When the loan agreement states the lender may choose to apply the funds to the outstanding debt if either repairs are “economically infeasible” or if such expenditures would impair the lender’s security interest, the lender has an obligation to the borrower to make that decision promptly and in good faith?

FACTS

The lender’s assignee held the storm insurance proceeds for over three years before ultimately applying them to the homeowners’ outstanding debt. During that lengthy interval, an estimated sum of $40,000 in mortgage interest accrued. Negotiations to modify the terms of the loan failed when the assignee demanded that two thirds of the insurance funds be applied to the debt upfront as a condition of the loan modification, which the homeowners contend would have left them with insufficient funds to complete all the repairs and disqualify them for a state grant that they had conditionally received.

ANALYSIS

Once the lender is provided with adequate information to determine how the insurance funds should be used-such as the estimated costs of repairs and market values-the lender is obligated to clearly advise the borrower within a reasonable period of time as to whether the requested use of insurance monies for repairs is economically infeasible or will impair its security in the property. The time to notify the borrower of the disposition may be extended if the parties mutually undertake good-faith negotiations to modify the loan terms. If the lender unreasonably delays making a decision to approve the proposed use of the insurance funds for repairs, the court has the equitable power to abate the mortgage interest that has accumulated in the meantime. Additionally, the lender must place the insurance funds in an interest-bearing, segregated account until the proper use of those funds is resolved.

Superstorm Sandy and Its Aftermath

On October 29, 2012, Superstorm Sandy battered the Jersey Shore. As described by the Daws, the storm caused the ocean to break through the dunes near their Point Pleasant home and rush into the bay. The residence was flooded with over two feet of water, destroying much of the first floor and requiring it to be gutted. The disposition of the insurance proceeds was governed by several provisions within the mortgage. These provisions apparently are common or standard terms that have been discussed in other mortgage cases.

The Foreclosure Litigation and Other Events

As the loan remained in default, plaintiff filed a mortgage foreclosure complaint against the Daws in March 2016, which the Daws did not answer. Consequently, default judgment was entered against them in June 2016.

Despite the plaintiff’s filing of the foreclosure complaint, the Daws requested another loan modification to enable them to keep the house. Concurrently, the lender obtained in October 2016 a broker’s price opinion (“BPO”). The BPO stated that the house was “in average condition” and that “as-is,” in the next 90 to 120 days, the probable sale price of the house was $440,000, compared to $450, 000 if the proposed repairs were completed. The BPO estimated the “as-is” list price of the home was estimated as $459,900, compared to $469,900 if the property were repaired. The BPO stated it was “unknown” if the property needed emergency repairs, and only noted the property needed exterior repairs costing slightly over $6,000.

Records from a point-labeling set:

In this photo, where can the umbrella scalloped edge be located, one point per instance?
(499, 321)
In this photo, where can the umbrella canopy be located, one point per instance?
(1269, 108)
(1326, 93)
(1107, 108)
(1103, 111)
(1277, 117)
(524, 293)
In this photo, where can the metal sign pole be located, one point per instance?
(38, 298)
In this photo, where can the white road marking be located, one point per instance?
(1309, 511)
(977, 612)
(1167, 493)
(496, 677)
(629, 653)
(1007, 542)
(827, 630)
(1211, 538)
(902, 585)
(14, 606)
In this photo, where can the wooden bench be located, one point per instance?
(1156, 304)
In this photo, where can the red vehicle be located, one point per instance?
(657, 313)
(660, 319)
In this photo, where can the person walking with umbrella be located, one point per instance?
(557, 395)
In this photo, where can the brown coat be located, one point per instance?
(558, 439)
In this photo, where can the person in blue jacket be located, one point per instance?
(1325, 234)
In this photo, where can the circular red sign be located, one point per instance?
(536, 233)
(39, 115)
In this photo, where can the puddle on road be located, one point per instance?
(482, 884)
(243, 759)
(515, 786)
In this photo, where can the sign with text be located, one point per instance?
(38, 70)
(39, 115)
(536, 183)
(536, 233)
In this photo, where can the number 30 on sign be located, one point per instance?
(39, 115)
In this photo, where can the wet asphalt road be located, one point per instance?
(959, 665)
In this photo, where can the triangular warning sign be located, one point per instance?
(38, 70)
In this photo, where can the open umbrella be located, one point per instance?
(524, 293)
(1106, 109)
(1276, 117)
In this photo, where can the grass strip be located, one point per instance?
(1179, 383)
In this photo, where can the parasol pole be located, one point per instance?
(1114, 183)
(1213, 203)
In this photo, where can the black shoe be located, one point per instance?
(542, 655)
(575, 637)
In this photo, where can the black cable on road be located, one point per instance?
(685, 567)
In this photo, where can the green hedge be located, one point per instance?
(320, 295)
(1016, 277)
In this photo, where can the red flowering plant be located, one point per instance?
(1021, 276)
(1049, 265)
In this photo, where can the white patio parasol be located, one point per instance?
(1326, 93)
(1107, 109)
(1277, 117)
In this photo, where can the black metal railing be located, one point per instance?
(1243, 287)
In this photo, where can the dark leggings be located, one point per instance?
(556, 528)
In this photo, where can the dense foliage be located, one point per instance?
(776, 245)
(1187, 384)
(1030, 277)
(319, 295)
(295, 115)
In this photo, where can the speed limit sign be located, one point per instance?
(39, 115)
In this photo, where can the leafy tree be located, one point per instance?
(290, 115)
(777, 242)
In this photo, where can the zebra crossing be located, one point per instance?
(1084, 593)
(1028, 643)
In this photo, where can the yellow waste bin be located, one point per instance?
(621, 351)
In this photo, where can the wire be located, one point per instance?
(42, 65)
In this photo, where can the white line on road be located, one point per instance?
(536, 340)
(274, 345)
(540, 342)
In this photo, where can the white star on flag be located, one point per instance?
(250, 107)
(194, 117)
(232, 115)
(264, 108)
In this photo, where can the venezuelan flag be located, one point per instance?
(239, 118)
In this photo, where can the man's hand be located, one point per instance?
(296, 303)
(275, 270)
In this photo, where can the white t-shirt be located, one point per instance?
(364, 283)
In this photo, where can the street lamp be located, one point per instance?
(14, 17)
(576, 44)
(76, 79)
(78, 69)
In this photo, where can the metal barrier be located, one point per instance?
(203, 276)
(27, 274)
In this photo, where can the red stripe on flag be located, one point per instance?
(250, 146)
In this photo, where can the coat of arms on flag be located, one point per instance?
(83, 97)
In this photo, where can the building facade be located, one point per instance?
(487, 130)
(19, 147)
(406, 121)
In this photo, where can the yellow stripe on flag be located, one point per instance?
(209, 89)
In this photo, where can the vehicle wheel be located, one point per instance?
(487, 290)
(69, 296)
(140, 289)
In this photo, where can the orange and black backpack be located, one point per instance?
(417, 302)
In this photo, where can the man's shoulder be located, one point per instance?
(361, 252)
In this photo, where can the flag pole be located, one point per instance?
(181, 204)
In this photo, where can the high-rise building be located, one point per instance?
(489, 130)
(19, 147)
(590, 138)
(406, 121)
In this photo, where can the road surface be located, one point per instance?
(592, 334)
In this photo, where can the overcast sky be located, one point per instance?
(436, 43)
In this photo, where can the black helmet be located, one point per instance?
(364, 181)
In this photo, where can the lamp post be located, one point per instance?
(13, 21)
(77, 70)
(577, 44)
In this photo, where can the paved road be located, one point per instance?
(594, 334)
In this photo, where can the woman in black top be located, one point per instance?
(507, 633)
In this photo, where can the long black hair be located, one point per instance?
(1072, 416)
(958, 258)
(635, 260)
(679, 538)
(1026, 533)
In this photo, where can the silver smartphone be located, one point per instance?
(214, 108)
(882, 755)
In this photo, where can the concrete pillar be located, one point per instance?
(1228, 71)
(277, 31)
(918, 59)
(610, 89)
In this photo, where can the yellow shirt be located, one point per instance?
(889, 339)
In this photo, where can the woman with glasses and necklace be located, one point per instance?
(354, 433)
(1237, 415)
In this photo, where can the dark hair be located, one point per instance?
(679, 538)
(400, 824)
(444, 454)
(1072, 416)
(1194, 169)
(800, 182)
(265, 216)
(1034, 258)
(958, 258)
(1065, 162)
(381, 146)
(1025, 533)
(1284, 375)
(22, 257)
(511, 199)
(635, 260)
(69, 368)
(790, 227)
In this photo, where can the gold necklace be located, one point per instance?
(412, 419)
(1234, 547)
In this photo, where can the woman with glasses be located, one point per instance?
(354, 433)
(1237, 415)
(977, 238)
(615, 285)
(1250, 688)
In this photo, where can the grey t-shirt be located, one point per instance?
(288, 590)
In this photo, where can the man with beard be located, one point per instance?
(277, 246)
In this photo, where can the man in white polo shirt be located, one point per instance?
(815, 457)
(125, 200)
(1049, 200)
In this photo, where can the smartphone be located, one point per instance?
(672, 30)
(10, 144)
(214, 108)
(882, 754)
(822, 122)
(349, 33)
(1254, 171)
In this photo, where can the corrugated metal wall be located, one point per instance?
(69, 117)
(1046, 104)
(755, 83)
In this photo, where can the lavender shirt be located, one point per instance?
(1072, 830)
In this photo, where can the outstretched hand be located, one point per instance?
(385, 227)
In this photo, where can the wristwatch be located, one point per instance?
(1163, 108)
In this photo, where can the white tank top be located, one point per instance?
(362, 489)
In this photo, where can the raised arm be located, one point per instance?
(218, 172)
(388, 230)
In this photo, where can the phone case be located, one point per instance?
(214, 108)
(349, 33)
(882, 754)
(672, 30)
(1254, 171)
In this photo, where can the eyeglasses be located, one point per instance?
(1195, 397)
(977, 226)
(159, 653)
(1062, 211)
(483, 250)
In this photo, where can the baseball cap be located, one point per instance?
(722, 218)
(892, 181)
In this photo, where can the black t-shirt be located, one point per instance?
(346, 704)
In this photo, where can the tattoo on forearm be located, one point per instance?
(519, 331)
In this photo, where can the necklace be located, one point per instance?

## Exercises
1) According to the mortgage case excerpt, how much mortgage interest is estimated to have built up while the assignee held the insurance proceeds?
2) Select every line of the records that contains the word "metal", matching case exactly.

## Solutions in order
1) An estimated $40,000.

2)
In this photo, where can the metal sign pole be located, one point per instance?
In this photo, where can the black metal railing be located, one point per instance?
In this photo, where can the metal barrier be located, one point per instance?
In this photo, where can the corrugated metal wall be located, one point per instance?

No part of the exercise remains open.